__EXERCISE DIRECTIONS__: Set every record down verbatim and omit the pictures.

__Stored items__:
..............................

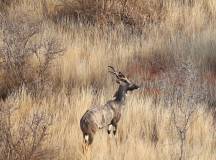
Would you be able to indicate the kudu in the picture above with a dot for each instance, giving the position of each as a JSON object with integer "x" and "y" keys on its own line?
{"x": 109, "y": 114}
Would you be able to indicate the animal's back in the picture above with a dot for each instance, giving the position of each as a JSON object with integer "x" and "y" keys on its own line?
{"x": 98, "y": 116}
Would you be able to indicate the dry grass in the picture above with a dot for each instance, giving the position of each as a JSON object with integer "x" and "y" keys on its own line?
{"x": 169, "y": 49}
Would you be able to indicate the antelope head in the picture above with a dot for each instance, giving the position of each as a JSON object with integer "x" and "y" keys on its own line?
{"x": 125, "y": 84}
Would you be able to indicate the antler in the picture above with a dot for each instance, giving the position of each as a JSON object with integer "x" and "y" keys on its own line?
{"x": 119, "y": 75}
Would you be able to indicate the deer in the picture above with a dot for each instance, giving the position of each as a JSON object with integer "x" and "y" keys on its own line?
{"x": 109, "y": 114}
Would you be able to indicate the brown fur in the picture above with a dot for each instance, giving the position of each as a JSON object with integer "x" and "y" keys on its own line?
{"x": 108, "y": 114}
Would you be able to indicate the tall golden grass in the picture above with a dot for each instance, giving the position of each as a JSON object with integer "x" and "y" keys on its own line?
{"x": 163, "y": 36}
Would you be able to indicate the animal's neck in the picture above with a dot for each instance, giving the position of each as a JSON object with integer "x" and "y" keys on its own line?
{"x": 120, "y": 95}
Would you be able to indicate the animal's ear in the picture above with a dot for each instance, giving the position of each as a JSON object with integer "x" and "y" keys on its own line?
{"x": 133, "y": 87}
{"x": 117, "y": 81}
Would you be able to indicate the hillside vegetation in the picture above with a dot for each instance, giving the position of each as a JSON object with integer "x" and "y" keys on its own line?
{"x": 53, "y": 66}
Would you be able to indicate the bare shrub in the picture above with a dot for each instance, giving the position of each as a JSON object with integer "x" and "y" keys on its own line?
{"x": 129, "y": 12}
{"x": 23, "y": 41}
{"x": 25, "y": 142}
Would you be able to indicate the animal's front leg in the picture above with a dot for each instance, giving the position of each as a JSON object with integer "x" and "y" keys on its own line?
{"x": 109, "y": 129}
{"x": 114, "y": 128}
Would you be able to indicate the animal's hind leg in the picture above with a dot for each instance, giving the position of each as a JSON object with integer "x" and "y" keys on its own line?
{"x": 85, "y": 143}
{"x": 109, "y": 129}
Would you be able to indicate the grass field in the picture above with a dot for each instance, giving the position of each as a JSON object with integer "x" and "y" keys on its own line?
{"x": 54, "y": 57}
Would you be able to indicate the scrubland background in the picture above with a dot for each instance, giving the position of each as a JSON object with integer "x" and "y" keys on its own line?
{"x": 53, "y": 66}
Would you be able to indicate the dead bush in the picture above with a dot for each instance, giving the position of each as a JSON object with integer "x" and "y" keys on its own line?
{"x": 128, "y": 12}
{"x": 25, "y": 53}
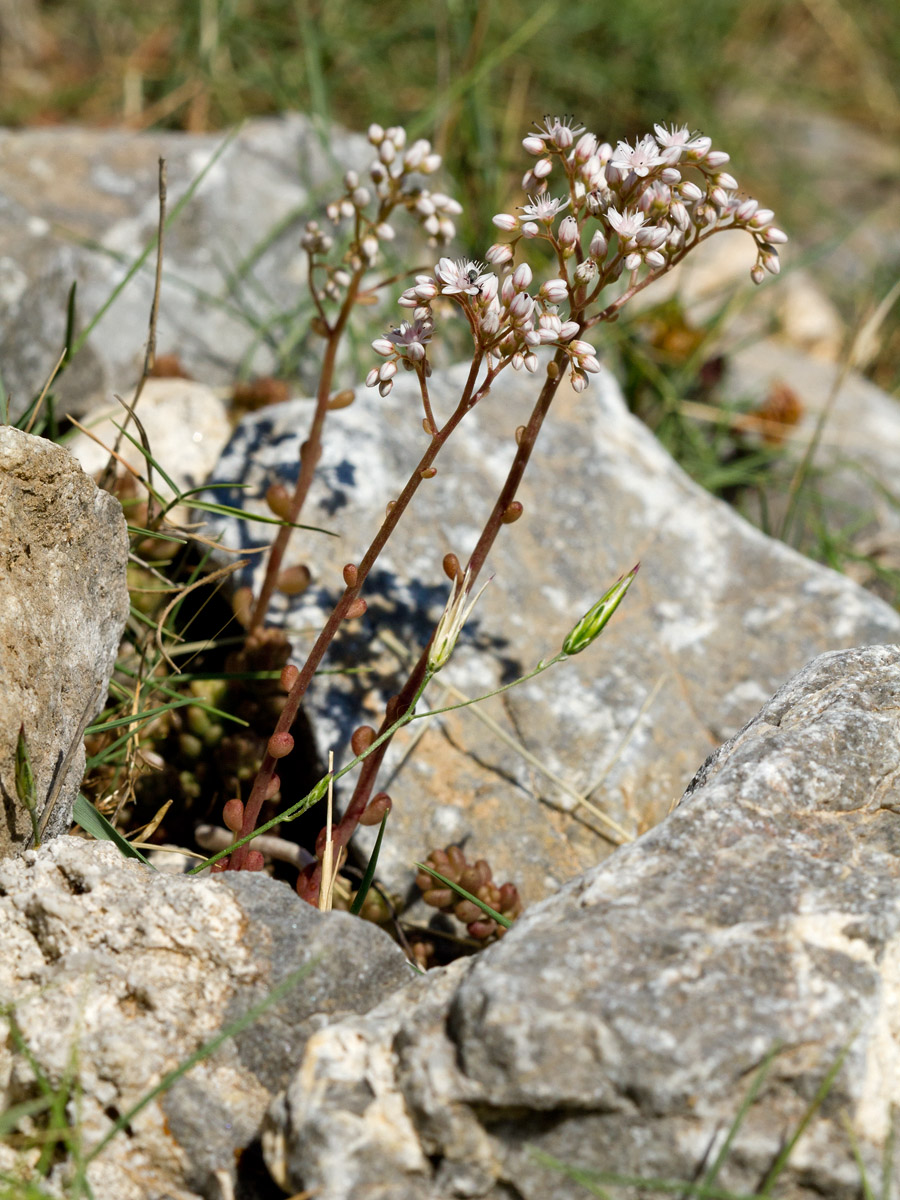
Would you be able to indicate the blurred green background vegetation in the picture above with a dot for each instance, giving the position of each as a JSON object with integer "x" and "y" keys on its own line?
{"x": 799, "y": 91}
{"x": 803, "y": 94}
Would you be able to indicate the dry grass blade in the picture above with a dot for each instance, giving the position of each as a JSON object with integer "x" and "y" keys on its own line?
{"x": 191, "y": 587}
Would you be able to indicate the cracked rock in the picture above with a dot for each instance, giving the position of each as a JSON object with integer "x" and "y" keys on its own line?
{"x": 621, "y": 1023}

..............................

__RESULT__:
Would you be able to indicate the kudu in the picture above with a dot for each instance, giving the position of each as a JSON object with integer "x" and "y" keys on its own line?
{"x": 109, "y": 114}
Would you be able to indicate the animal's back in the picture above with a dot for each instance, giving the position of each as a JSON object with integer "x" and "y" keys on its own line?
{"x": 98, "y": 116}
Would you be able to indicate the dry grass in the picture above with a dot for each instance, giving the position of each as a JSON object with integer "x" and "y" keys on its own line?
{"x": 169, "y": 49}
Would you be able to indicate the antelope head in the picture above with a dot for each instance, giving the position of each as a JSON object with integer "x" and "y" keys on its own line?
{"x": 125, "y": 84}
Would you be able to indicate the antler in the picture above with a dot for each instance, giving the position of each as a JSON object with integer "x" and "y" keys on its own line?
{"x": 119, "y": 75}
Would you be able to indicate the deer in the picture above with a dot for each instance, giving the position of each as a JSON object with integer "x" and "y" keys on its own line?
{"x": 109, "y": 114}
Would you be able to indicate the brown fur in the picture above with a dot for each instance, giving the position of each as a JSON object with integer "x" and "y" keys on its own line?
{"x": 108, "y": 114}
Would you be able to indicate the tall golden grass in the picture above with a dot for each instance, giving the position of each as a JSON object with integer "x" and "y" keys on its own line?
{"x": 163, "y": 36}
Would you be able to indicate the animal's neck in the picture above with a dot for each instance, giving the position of each as a JSON object with integer "x" and "y" keys on its own line?
{"x": 120, "y": 95}
Would you be able to indicate the animal's ear in the picture above with a dot for each instance, giving the position of each as a JSON object with integer "x" and "y" keys on its own line?
{"x": 133, "y": 87}
{"x": 117, "y": 81}
Would you be able to indicate the hillside vegetation in the picture above with a dot for each instance, giving the position of each as a JSON object with integer "x" and "y" keys on its own line?
{"x": 53, "y": 66}
Would you be able to indicate the bare shrub in the picture above with a dot for each instance, giving the position of each as a JSON object with integer "x" and "y" keys on its own line?
{"x": 129, "y": 12}
{"x": 23, "y": 41}
{"x": 25, "y": 142}
Would you be able to indicate the animal's front leg in the picture above with a dot for each instance, giving the position of each as a JSON object with integer "x" and "y" keys on its own line?
{"x": 109, "y": 129}
{"x": 114, "y": 128}
Would you be able to indicate the animal's hind leg in the picture above with a dot for each instance, giving the position of each as a JSON object with integer "x" and "y" keys on its own line?
{"x": 85, "y": 143}
{"x": 109, "y": 129}
Would you be able to indicate the grass field in the picture above with a dot for each instance, giving the position of each as a JSON object with integer "x" and "y" keys on its own line?
{"x": 54, "y": 57}
Would you be able to indicate the scrubland background in the picture above with a dot for each instance, giving the position of each as a JSON object with integer "x" and "y" keys on its own line?
{"x": 53, "y": 66}
Would you be able to indicate the dead bush in the picture above with a dot for each instance, giving the position of each as a JSON object with integer "x" and "y" keys on its own line?
{"x": 128, "y": 12}
{"x": 25, "y": 53}
Would you be able to indicate the blurred green background vegetation in the picture above with a dot for each instance, giving the position of each as a JSON object with integer "x" and "y" keys on its own line?
{"x": 799, "y": 91}
{"x": 803, "y": 94}
Would you be able to indicate the dry grass blade in the picture above with a dot for each instance, giving the position of each as a JSON object with integer "x" and "y" keys on its own line?
{"x": 191, "y": 587}
Would you be able to indicate the cracked rock in the picture above with a dot for each instance, giving the position of each as a JSON object with integer "x" and "y" keys on its own line?
{"x": 621, "y": 1023}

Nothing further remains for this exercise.